▸ Your task
The answer must be a single number: the count of lines in these records that hold "sailboat".
^^^^
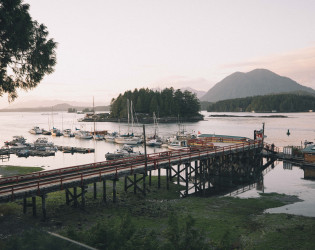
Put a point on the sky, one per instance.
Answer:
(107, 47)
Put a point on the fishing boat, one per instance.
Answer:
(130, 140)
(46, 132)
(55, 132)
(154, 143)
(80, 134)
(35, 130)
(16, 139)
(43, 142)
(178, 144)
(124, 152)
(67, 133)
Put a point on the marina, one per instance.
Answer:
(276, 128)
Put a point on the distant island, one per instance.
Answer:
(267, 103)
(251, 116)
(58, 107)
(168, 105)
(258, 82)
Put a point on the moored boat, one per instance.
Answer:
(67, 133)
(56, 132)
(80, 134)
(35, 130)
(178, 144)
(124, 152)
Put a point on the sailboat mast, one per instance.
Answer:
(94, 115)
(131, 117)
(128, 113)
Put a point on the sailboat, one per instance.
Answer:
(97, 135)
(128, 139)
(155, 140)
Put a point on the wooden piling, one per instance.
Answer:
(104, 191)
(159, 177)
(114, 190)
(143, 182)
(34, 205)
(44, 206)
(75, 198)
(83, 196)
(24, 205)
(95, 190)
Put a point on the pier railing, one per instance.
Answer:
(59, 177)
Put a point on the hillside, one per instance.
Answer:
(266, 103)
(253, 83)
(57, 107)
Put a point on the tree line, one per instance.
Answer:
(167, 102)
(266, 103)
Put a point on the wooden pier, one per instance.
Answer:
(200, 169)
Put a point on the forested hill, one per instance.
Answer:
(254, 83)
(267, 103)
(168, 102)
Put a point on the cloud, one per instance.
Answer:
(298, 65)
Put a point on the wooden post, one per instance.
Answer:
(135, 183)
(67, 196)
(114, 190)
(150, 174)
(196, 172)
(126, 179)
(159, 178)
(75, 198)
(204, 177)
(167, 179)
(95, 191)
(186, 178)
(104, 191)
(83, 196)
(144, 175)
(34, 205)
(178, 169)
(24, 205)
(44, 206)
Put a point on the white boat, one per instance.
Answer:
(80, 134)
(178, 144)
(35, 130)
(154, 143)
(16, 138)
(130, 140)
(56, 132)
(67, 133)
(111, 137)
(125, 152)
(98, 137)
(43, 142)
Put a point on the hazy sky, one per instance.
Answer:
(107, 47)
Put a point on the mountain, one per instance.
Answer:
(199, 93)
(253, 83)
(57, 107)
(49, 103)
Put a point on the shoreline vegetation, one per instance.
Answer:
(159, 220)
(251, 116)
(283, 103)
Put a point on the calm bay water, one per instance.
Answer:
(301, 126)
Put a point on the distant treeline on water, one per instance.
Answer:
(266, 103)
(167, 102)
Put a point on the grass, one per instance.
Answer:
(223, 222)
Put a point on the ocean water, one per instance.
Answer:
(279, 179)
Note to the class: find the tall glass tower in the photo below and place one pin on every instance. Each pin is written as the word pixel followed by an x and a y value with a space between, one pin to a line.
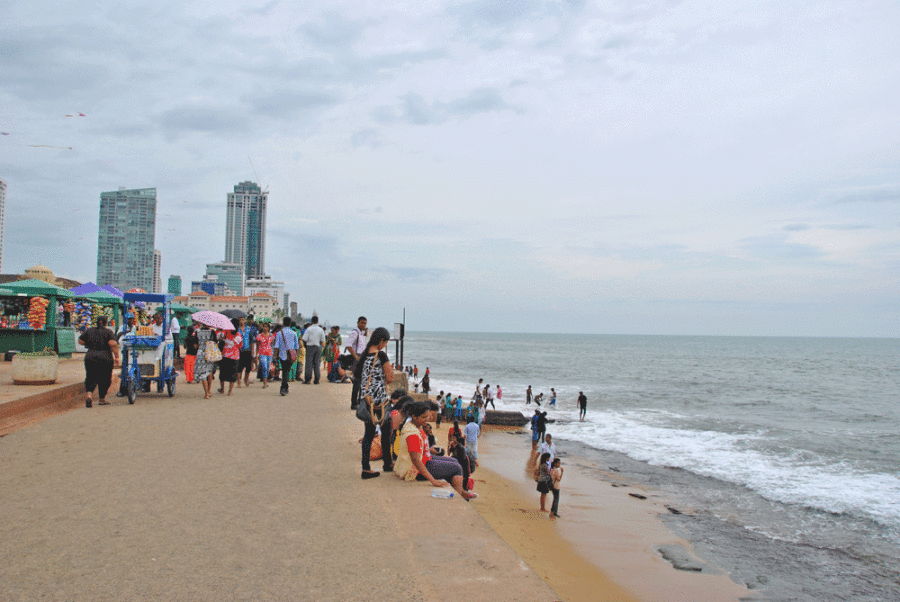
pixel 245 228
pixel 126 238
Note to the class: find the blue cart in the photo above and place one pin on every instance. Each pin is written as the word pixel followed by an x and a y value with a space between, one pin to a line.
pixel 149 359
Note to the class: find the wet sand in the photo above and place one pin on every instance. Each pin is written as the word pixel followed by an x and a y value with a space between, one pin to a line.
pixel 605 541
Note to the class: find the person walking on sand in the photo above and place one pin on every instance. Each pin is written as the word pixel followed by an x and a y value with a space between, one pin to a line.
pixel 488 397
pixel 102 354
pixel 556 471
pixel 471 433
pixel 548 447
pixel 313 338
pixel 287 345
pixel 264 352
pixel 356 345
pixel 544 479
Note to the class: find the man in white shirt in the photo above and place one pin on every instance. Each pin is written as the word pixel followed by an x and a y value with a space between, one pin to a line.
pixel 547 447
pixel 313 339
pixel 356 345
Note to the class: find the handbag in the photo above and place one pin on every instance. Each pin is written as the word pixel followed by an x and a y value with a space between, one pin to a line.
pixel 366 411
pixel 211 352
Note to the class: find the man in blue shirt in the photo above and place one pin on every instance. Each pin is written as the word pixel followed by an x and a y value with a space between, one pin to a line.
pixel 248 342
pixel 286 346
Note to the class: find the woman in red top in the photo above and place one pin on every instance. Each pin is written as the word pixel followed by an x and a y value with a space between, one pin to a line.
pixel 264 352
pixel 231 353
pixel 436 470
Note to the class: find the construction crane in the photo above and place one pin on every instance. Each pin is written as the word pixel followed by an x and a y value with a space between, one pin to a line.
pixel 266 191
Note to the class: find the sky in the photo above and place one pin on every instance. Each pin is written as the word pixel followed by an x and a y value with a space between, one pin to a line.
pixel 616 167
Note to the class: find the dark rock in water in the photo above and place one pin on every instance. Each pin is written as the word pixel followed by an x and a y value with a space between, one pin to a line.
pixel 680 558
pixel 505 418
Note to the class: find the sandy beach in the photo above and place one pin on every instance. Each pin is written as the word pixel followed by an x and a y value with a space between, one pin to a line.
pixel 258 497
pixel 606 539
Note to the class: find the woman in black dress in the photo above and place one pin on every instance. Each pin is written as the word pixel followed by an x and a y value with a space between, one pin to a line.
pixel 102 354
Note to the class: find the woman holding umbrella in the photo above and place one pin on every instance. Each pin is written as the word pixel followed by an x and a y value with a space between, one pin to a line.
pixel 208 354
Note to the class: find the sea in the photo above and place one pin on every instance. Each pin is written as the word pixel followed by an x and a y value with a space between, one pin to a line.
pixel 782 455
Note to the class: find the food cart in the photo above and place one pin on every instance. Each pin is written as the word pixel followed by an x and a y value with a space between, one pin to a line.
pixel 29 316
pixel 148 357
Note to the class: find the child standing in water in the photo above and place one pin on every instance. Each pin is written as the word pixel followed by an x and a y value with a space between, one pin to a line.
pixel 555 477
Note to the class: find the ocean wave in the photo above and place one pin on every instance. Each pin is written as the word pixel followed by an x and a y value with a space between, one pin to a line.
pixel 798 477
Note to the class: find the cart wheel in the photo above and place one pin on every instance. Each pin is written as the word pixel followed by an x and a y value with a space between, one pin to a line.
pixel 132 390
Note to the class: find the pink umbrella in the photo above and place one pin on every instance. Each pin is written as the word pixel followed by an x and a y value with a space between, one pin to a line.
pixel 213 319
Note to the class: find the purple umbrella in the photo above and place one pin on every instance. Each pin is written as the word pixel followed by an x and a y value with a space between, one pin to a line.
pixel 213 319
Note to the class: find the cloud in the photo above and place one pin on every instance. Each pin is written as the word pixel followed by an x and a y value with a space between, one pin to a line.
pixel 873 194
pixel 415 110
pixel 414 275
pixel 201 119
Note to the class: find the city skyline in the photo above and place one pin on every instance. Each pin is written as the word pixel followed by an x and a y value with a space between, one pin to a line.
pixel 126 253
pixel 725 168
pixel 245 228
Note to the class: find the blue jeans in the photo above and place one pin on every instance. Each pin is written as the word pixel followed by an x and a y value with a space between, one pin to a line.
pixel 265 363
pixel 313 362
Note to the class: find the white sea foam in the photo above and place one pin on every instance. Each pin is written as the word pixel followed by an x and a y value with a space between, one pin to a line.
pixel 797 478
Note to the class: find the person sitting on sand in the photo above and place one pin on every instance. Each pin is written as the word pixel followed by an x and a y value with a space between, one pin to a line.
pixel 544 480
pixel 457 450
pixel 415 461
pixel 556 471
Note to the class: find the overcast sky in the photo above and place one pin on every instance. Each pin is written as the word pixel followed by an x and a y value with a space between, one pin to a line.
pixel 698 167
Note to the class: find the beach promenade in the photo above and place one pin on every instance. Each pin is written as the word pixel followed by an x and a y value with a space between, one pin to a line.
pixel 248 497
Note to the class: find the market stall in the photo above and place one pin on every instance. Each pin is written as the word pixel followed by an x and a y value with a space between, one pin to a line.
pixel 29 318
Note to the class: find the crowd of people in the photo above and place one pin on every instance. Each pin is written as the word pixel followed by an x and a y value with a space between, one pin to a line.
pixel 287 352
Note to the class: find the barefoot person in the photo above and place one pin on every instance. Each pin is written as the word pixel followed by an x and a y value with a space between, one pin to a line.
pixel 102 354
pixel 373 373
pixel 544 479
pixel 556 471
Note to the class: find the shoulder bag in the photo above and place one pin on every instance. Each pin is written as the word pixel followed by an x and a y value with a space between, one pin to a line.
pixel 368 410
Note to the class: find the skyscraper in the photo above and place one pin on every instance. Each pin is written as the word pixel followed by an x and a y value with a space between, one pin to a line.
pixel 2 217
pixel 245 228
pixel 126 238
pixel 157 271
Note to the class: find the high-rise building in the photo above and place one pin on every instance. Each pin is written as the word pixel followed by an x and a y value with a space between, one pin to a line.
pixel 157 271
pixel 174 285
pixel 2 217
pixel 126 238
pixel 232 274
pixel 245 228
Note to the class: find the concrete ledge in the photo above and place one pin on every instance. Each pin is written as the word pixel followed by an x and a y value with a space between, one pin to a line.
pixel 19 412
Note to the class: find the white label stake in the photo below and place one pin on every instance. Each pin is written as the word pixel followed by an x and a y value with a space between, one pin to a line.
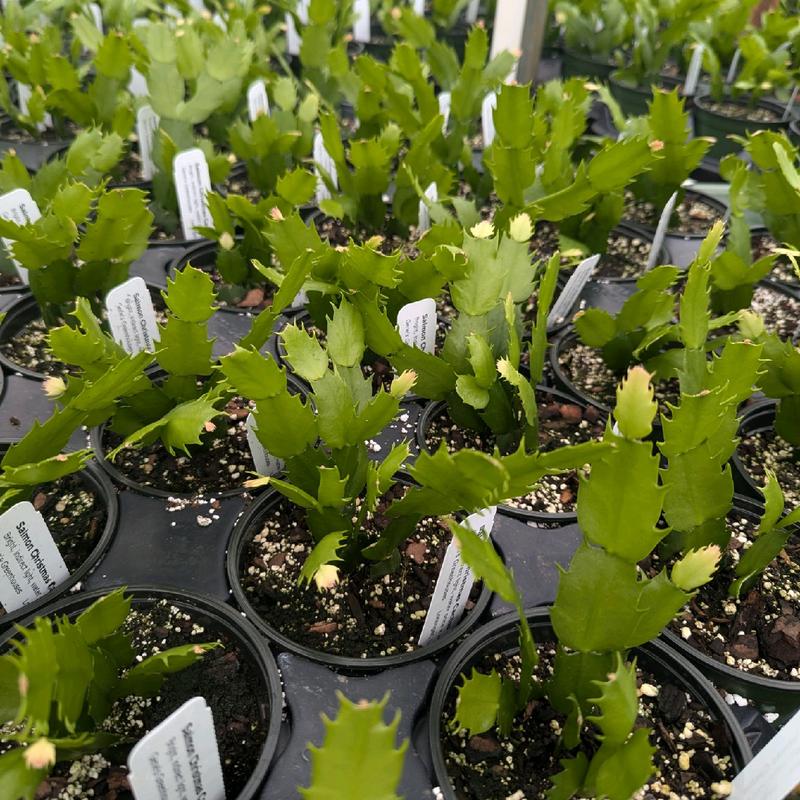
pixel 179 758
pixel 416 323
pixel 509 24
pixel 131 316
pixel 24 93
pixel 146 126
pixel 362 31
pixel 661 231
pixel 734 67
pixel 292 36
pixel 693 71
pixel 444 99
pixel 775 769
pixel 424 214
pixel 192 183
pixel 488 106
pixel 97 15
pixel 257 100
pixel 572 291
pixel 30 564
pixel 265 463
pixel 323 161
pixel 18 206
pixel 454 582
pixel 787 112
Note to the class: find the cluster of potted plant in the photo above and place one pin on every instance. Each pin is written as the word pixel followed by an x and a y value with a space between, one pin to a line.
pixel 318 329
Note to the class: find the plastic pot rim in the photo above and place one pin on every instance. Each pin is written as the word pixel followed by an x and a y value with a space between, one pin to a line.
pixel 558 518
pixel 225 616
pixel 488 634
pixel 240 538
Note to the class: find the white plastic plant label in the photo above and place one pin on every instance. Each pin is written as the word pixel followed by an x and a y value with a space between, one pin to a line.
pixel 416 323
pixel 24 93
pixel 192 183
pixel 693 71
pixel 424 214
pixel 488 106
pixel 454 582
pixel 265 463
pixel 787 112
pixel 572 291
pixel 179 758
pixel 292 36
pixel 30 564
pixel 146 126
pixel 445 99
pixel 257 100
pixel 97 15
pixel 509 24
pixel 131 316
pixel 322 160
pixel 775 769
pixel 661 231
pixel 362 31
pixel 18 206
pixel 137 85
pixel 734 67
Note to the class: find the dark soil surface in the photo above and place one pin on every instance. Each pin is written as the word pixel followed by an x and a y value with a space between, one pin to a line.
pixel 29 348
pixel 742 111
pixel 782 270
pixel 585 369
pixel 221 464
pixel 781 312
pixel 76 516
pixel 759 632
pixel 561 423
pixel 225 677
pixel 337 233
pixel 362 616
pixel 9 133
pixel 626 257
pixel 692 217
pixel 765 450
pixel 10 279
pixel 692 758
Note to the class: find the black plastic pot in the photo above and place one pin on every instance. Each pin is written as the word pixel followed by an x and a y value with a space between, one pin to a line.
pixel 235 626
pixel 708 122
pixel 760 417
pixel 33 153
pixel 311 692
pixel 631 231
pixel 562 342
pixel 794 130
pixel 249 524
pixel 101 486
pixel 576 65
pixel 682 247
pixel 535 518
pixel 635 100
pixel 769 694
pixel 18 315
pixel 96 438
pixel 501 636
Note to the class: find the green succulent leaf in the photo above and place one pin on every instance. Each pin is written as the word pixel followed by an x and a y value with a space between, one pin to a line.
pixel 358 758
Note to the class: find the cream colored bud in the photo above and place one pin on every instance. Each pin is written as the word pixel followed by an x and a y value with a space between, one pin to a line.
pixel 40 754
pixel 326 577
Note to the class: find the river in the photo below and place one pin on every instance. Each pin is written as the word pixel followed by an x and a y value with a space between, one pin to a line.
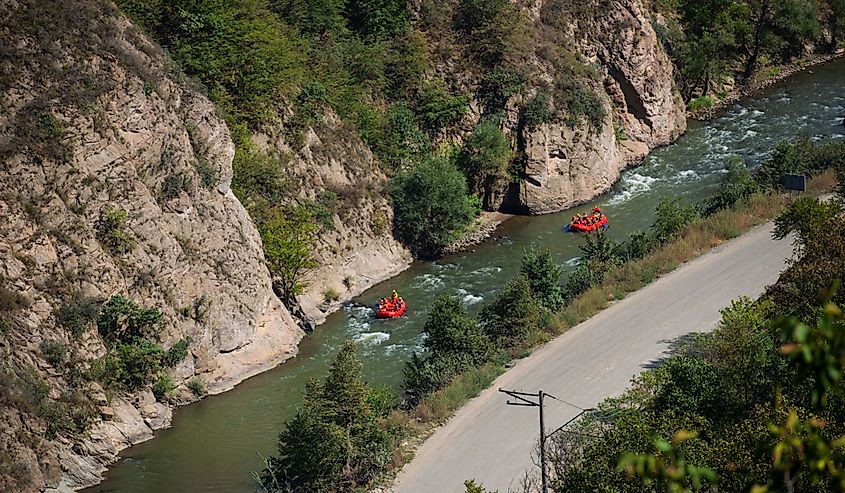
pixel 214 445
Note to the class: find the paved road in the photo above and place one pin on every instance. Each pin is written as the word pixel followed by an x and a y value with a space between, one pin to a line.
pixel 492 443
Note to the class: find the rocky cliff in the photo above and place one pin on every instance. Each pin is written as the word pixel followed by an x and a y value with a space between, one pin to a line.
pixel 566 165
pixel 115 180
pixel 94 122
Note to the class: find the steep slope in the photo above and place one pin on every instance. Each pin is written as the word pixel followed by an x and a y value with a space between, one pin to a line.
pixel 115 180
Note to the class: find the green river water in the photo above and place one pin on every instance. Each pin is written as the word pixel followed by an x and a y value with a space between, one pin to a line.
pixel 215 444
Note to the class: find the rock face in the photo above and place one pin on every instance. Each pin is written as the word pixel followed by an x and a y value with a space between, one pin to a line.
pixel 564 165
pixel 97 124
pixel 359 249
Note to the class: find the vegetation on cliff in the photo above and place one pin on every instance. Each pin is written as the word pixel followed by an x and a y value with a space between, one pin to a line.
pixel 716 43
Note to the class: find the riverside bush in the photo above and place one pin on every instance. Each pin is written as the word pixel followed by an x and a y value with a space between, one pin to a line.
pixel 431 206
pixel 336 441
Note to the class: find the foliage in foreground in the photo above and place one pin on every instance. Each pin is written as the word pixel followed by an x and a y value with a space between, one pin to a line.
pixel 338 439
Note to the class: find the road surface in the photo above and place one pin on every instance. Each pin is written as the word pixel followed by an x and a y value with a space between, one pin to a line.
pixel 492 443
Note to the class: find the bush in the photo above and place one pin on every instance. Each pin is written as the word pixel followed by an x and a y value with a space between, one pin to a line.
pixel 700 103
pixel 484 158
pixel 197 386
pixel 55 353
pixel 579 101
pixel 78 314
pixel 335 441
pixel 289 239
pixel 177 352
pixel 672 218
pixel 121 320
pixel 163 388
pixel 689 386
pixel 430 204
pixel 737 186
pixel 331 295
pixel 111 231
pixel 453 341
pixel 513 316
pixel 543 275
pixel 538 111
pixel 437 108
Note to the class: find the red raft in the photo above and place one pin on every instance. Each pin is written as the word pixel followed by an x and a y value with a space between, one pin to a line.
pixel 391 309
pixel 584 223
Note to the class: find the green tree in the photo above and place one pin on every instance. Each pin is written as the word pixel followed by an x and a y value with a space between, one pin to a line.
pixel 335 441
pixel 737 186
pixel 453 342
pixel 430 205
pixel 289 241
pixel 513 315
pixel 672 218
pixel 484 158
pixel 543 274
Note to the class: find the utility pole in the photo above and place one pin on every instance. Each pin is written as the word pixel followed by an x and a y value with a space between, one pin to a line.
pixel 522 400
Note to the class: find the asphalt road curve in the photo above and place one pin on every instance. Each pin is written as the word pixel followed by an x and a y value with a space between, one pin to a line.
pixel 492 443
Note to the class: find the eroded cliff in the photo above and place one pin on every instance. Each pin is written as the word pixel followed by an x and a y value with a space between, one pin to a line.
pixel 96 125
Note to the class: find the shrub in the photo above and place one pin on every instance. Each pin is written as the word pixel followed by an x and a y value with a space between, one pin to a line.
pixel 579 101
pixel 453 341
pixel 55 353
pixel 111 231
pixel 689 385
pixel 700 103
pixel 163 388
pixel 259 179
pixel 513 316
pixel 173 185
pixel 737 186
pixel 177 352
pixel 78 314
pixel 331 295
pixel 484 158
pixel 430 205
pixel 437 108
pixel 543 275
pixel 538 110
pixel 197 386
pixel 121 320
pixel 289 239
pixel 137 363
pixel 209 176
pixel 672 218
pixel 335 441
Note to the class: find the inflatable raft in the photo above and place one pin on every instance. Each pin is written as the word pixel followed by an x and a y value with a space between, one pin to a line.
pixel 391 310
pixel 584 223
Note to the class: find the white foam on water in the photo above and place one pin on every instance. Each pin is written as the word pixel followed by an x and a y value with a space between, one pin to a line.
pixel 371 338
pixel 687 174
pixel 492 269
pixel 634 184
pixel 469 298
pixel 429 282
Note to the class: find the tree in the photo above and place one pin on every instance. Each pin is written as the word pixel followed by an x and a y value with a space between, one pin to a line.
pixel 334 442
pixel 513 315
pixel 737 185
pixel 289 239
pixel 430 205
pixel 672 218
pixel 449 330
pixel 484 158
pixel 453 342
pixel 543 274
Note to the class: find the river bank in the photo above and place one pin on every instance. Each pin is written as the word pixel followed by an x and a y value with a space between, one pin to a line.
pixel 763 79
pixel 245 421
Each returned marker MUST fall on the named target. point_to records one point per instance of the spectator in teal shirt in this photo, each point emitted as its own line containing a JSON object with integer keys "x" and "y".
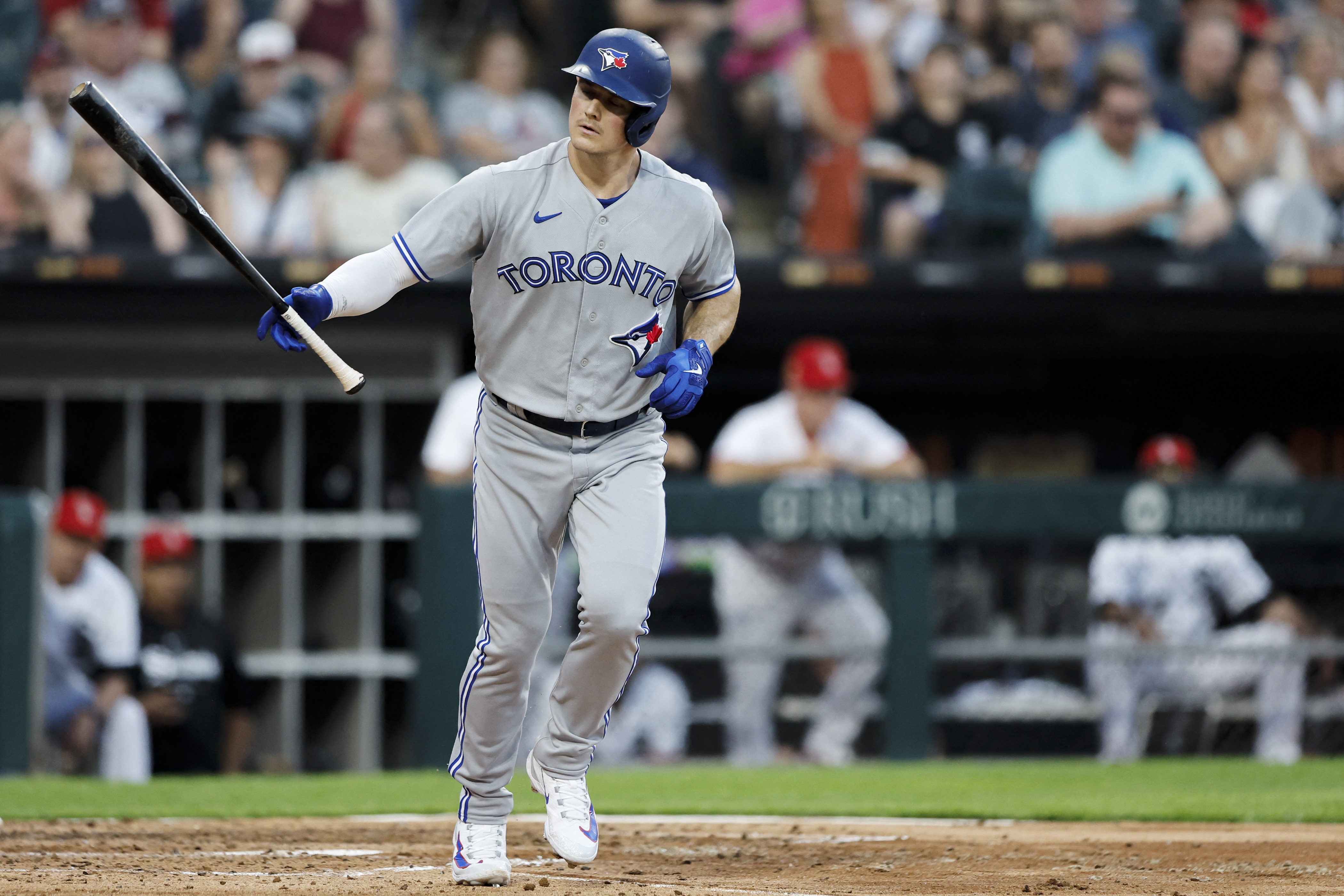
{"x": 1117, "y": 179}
^^^^
▸ Task result
2